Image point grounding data
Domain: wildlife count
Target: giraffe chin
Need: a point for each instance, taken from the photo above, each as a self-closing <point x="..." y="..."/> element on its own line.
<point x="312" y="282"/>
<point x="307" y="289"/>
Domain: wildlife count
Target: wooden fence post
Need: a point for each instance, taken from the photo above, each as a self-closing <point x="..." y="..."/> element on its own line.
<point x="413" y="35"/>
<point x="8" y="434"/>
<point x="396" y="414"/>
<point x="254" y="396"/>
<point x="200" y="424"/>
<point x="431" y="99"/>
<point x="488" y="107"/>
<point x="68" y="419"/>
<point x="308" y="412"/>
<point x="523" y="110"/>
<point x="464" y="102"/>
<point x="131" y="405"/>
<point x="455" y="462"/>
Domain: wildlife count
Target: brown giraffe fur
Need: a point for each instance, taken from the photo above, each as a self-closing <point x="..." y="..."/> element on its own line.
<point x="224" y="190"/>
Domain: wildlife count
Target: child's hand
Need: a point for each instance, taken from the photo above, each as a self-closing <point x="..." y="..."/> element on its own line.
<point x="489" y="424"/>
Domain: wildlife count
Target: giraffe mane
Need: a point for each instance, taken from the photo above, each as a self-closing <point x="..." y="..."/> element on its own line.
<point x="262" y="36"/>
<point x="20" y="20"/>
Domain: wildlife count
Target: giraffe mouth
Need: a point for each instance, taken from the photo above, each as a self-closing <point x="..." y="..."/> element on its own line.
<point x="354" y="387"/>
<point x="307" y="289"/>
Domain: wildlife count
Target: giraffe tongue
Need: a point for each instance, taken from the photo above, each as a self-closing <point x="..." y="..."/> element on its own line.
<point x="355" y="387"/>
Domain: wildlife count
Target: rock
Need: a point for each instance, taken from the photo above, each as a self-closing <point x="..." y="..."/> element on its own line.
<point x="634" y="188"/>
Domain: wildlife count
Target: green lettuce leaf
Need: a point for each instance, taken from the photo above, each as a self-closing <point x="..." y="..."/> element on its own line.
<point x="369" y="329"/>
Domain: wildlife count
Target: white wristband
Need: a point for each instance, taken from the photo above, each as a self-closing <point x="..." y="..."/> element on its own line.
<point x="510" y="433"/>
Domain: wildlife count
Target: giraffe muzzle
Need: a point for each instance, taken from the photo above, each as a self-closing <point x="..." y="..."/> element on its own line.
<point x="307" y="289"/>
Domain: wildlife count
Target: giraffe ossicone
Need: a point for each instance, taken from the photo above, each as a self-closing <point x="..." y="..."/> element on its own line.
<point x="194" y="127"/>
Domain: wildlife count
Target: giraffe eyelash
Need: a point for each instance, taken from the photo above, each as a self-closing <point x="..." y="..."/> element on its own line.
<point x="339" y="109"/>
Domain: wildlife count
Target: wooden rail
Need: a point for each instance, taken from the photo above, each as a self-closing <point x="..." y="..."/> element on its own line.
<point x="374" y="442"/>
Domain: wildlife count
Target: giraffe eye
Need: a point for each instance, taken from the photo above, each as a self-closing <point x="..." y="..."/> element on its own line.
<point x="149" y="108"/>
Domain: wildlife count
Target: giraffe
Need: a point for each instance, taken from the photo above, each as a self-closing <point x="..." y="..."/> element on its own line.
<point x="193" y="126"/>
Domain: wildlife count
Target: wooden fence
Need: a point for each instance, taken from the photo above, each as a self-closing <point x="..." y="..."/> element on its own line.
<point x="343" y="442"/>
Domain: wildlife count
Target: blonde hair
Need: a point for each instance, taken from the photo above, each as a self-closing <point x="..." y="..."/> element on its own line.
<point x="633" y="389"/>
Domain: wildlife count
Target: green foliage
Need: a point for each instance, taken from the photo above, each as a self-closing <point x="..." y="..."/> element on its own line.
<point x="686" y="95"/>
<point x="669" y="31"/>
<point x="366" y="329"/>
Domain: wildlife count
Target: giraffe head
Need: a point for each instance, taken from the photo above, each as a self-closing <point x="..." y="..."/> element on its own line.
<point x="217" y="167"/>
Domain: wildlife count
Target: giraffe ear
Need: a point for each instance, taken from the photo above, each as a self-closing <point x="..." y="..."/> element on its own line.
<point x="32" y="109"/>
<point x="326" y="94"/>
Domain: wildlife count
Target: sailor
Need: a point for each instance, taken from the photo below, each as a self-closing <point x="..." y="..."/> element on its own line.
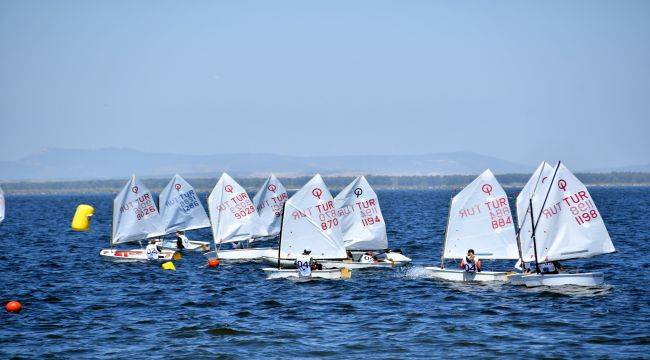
<point x="471" y="263"/>
<point x="152" y="250"/>
<point x="367" y="258"/>
<point x="552" y="267"/>
<point x="182" y="242"/>
<point x="304" y="263"/>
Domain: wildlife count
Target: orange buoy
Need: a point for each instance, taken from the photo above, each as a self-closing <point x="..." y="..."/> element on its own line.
<point x="13" y="306"/>
<point x="213" y="263"/>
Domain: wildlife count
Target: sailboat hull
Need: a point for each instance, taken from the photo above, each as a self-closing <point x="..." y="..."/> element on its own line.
<point x="579" y="279"/>
<point x="135" y="255"/>
<point x="329" y="274"/>
<point x="461" y="275"/>
<point x="330" y="264"/>
<point x="253" y="254"/>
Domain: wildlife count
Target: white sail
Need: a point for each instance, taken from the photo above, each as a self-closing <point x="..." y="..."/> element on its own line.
<point x="480" y="219"/>
<point x="310" y="221"/>
<point x="269" y="201"/>
<point x="362" y="223"/>
<point x="181" y="208"/>
<point x="232" y="213"/>
<point x="134" y="213"/>
<point x="2" y="205"/>
<point x="535" y="189"/>
<point x="570" y="225"/>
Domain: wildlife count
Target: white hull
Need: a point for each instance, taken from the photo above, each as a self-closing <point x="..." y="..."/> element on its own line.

## Task description
Restate word for word only the lines above from the line containing "Target: child's hand" to the line containing "Target: giraffe mouth", both of them included.

## Solution to this problem
Target: child's hand
Need: a point for each instance, taken from the photo above, each as a self-closing <point x="..." y="..."/> element on its own line.
<point x="489" y="424"/>
Domain: wildlife count
Target: giraffe mane
Need: a point for each instance, taken from the photo above, each as a self-closing <point x="..." y="..."/> element on its own line.
<point x="262" y="36"/>
<point x="20" y="20"/>
Domain: wildlife count
Target: giraffe mouth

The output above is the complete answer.